— START DATA EXCERPTS —

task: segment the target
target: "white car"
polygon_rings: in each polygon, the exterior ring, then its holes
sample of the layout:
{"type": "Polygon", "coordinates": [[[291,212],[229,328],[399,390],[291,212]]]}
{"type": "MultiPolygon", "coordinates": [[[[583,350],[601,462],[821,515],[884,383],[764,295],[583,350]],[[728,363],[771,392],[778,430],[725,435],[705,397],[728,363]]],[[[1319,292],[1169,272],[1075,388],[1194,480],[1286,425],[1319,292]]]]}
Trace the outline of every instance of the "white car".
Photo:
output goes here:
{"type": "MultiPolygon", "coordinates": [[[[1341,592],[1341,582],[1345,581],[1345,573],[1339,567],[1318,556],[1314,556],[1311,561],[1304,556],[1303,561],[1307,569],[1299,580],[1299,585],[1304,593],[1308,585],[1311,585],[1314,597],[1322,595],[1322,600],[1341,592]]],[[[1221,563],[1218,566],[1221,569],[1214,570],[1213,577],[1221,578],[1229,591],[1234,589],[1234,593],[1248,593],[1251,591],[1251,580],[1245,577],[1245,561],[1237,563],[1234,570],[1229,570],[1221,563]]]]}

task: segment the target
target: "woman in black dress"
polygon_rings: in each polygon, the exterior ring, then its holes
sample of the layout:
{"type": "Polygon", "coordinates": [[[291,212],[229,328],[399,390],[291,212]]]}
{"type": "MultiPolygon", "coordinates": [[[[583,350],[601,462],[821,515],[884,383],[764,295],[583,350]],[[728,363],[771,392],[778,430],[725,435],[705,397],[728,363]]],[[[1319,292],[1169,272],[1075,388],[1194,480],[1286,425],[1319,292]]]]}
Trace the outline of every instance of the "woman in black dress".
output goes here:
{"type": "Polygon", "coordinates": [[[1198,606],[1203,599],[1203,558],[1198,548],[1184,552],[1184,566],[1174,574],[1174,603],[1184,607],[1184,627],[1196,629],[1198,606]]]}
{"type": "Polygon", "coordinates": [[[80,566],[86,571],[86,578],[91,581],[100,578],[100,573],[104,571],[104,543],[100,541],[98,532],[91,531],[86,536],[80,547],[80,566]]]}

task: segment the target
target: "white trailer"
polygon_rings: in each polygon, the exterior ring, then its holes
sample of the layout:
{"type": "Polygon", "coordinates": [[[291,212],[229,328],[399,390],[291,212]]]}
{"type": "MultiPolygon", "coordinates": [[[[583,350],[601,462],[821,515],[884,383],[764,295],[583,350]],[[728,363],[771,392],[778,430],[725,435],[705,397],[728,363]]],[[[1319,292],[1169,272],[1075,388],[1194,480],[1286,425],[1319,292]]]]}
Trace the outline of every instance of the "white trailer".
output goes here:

— END DATA EXCERPTS —

**OBJECTIVE**
Copy all of the material word for word.

**RESULT BELOW**
task: segment the target
target: "white car"
polygon_rings: in each polygon, the exterior ring, then its holes
sample of the layout:
{"type": "Polygon", "coordinates": [[[291,212],[229,328],[399,390],[291,212]]]}
{"type": "MultiPolygon", "coordinates": [[[[583,350],[601,462],[821,515],[884,383],[764,295],[583,350]],[[728,363],[771,392],[778,430],[725,435],[705,397],[728,363]]],[[[1319,292],[1169,272],[1075,388],[1194,480],[1286,425],[1319,292]]]]}
Trace the outline of every instance of the "white car".
Photo:
output goes here:
{"type": "MultiPolygon", "coordinates": [[[[1341,592],[1341,582],[1345,581],[1345,573],[1339,567],[1318,556],[1314,556],[1311,561],[1304,556],[1303,561],[1307,569],[1299,580],[1299,585],[1304,593],[1308,585],[1311,585],[1314,597],[1322,595],[1322,600],[1341,592]]],[[[1221,563],[1218,566],[1221,569],[1214,570],[1213,577],[1221,578],[1229,591],[1234,589],[1234,593],[1248,593],[1251,591],[1251,580],[1245,577],[1245,561],[1237,563],[1234,570],[1229,570],[1221,563]]]]}

task: segment the target
target: "woman in black dress"
polygon_rings: in each polygon, the exterior ring, then its holes
sample of the layout:
{"type": "Polygon", "coordinates": [[[291,212],[229,328],[399,390],[291,212]]]}
{"type": "MultiPolygon", "coordinates": [[[[583,350],[601,462],[821,515],[884,383],[764,295],[583,350]],[[728,363],[771,392],[778,430],[725,435],[705,397],[728,363]]],[[[1319,292],[1169,272],[1075,388],[1194,480],[1286,425],[1319,292]]]]}
Trace the outline of every instance of the "woman in black dress".
output goes here:
{"type": "Polygon", "coordinates": [[[1198,606],[1203,599],[1203,558],[1198,548],[1184,552],[1184,566],[1174,574],[1174,603],[1184,607],[1184,627],[1196,629],[1198,606]]]}
{"type": "Polygon", "coordinates": [[[80,566],[86,571],[86,578],[91,581],[100,578],[100,573],[104,571],[104,543],[100,541],[98,532],[91,531],[86,536],[80,547],[80,566]]]}

task: segment the target
target: "white trailer"
polygon_rings: in each polygon, the exterior ring, then its holes
sample of the layout:
{"type": "Polygon", "coordinates": [[[291,212],[229,328],[399,390],[291,212]]]}
{"type": "MultiPolygon", "coordinates": [[[[583,350],[601,462],[821,515],[884,383],[764,295],[583,350]],[[728,363],[771,392],[778,430],[725,435],[705,397],[728,363]]],[[[1319,292],[1169,272],[1075,388],[1194,480],[1286,425],[1319,292]]]]}
Trace the outline of every instance of the "white trailer".
output goes here:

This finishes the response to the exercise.